§ Supplied records:
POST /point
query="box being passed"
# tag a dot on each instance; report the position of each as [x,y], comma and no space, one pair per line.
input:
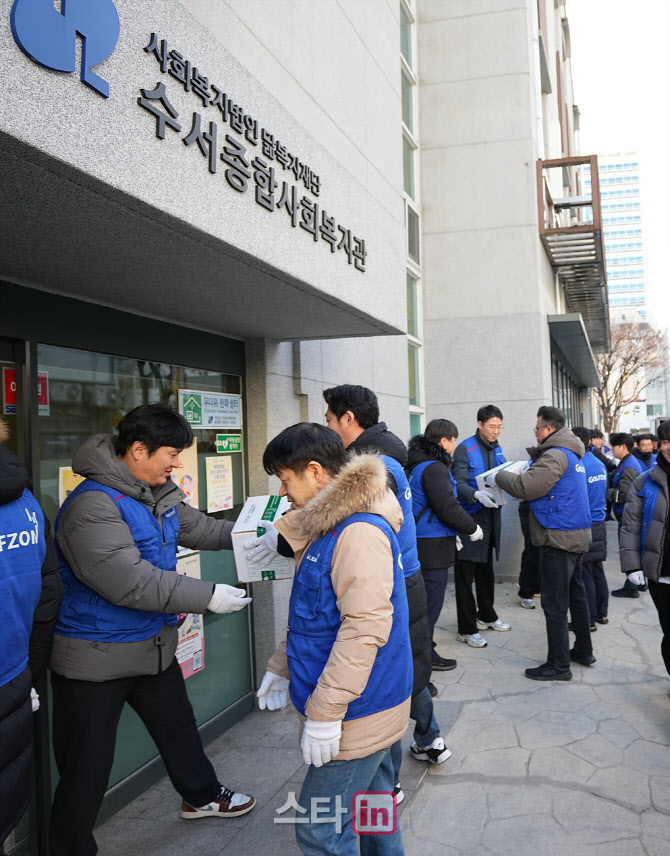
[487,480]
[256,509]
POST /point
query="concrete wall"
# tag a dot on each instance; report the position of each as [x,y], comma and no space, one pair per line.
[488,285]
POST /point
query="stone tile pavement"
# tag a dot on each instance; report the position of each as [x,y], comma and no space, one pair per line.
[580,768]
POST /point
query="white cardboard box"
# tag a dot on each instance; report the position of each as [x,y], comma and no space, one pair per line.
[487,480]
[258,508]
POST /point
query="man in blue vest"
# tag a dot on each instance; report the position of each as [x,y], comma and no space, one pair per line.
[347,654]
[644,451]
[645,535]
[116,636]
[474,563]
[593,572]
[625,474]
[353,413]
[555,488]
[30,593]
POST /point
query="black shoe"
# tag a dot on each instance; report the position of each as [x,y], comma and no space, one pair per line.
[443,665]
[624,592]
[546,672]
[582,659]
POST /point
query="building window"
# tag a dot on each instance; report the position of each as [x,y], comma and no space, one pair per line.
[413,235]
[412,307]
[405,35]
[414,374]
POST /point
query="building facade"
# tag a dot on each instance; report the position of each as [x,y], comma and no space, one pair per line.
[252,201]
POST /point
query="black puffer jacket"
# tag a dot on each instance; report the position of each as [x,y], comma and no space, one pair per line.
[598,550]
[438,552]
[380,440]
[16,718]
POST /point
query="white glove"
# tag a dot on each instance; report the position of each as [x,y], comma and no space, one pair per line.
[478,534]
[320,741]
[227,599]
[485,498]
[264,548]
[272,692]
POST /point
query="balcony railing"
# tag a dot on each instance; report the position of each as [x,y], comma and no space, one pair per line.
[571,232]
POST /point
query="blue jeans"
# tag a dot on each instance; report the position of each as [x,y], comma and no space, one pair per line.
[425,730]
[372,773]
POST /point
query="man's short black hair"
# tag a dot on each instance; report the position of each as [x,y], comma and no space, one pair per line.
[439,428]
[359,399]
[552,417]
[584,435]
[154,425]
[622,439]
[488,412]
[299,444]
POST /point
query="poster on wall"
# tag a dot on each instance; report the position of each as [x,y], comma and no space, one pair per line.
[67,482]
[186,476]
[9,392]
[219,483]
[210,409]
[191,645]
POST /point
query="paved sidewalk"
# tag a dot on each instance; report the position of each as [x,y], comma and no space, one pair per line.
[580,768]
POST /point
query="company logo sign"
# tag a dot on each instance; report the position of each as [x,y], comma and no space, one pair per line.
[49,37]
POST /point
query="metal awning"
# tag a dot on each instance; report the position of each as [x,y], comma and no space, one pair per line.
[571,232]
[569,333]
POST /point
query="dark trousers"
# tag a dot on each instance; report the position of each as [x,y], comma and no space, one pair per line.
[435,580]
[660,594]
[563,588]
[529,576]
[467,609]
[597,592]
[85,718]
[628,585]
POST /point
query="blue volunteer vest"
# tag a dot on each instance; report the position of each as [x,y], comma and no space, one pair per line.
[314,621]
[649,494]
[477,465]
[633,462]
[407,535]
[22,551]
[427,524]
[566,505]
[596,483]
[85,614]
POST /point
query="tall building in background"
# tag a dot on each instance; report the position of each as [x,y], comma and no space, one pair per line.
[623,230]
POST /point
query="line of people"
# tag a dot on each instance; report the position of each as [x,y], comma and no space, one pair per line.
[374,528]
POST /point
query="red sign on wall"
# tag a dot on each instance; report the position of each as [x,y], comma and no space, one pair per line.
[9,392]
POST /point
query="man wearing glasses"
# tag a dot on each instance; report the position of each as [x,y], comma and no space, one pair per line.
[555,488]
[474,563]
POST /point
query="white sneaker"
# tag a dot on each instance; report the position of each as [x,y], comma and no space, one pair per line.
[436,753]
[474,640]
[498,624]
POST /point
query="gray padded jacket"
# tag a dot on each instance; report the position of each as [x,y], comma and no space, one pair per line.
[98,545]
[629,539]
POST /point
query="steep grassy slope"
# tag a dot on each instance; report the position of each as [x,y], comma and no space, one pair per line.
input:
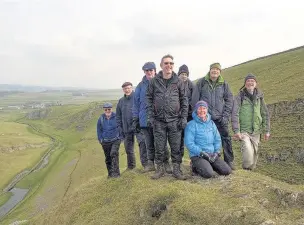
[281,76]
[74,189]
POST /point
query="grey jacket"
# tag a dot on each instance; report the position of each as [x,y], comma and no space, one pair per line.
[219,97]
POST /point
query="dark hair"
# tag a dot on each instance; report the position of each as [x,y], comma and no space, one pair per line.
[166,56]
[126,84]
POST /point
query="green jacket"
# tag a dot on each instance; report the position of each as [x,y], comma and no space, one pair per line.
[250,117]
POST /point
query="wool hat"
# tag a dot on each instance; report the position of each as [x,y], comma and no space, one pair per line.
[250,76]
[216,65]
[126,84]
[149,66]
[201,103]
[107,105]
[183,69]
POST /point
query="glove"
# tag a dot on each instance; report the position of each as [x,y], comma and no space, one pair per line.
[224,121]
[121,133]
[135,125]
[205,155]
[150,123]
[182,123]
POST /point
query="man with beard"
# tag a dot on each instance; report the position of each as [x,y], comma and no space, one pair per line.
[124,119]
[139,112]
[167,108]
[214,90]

---

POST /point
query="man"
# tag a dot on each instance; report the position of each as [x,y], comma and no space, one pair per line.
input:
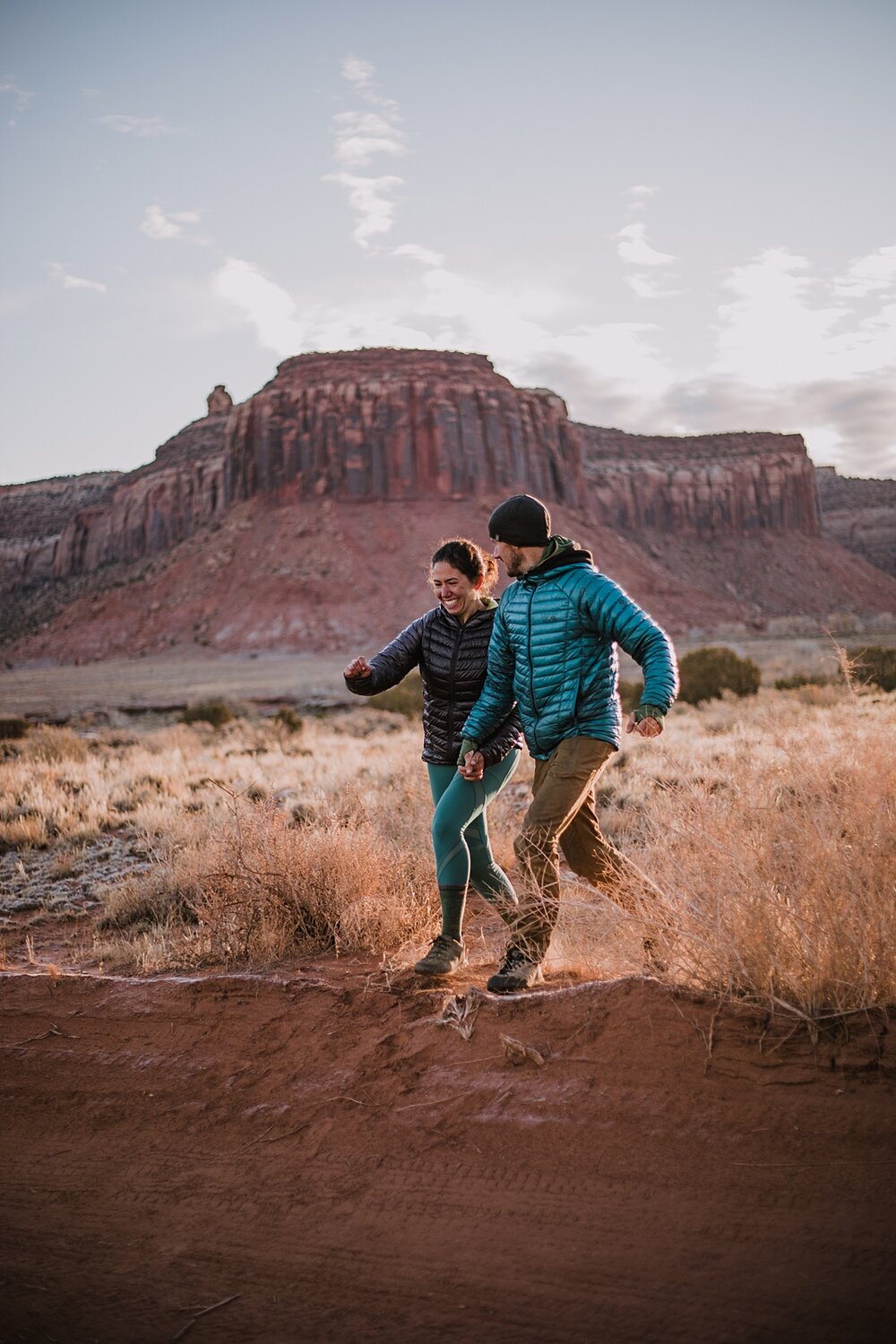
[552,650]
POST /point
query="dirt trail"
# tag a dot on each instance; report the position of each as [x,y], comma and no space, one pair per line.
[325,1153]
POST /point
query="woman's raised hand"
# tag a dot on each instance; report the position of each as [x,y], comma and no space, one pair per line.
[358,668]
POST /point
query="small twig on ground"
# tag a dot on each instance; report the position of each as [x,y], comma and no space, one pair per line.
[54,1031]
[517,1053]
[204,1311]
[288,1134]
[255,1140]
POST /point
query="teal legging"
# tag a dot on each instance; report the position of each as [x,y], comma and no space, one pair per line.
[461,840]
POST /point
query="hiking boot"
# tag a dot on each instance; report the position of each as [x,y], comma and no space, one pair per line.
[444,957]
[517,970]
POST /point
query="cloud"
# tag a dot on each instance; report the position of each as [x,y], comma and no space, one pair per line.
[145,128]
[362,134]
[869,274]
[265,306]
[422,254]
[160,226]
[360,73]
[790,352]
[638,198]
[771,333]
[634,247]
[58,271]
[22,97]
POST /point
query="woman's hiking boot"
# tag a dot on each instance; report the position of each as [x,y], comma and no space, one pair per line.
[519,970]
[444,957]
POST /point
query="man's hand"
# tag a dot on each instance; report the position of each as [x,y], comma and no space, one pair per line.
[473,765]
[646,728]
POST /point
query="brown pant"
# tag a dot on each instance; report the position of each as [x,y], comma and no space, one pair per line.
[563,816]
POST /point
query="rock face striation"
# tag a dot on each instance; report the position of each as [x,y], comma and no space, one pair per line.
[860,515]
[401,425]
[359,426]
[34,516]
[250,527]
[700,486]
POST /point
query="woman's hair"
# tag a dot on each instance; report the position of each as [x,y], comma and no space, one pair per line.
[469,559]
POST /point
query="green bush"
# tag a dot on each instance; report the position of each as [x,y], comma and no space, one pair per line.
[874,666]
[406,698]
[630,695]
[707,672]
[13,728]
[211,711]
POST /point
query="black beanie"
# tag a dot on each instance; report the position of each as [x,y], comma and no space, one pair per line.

§ Task instructions: Whenever the string "blue" appears on a line of the material, that line counts; report the count and nothing else.

§ Solution for this task: 3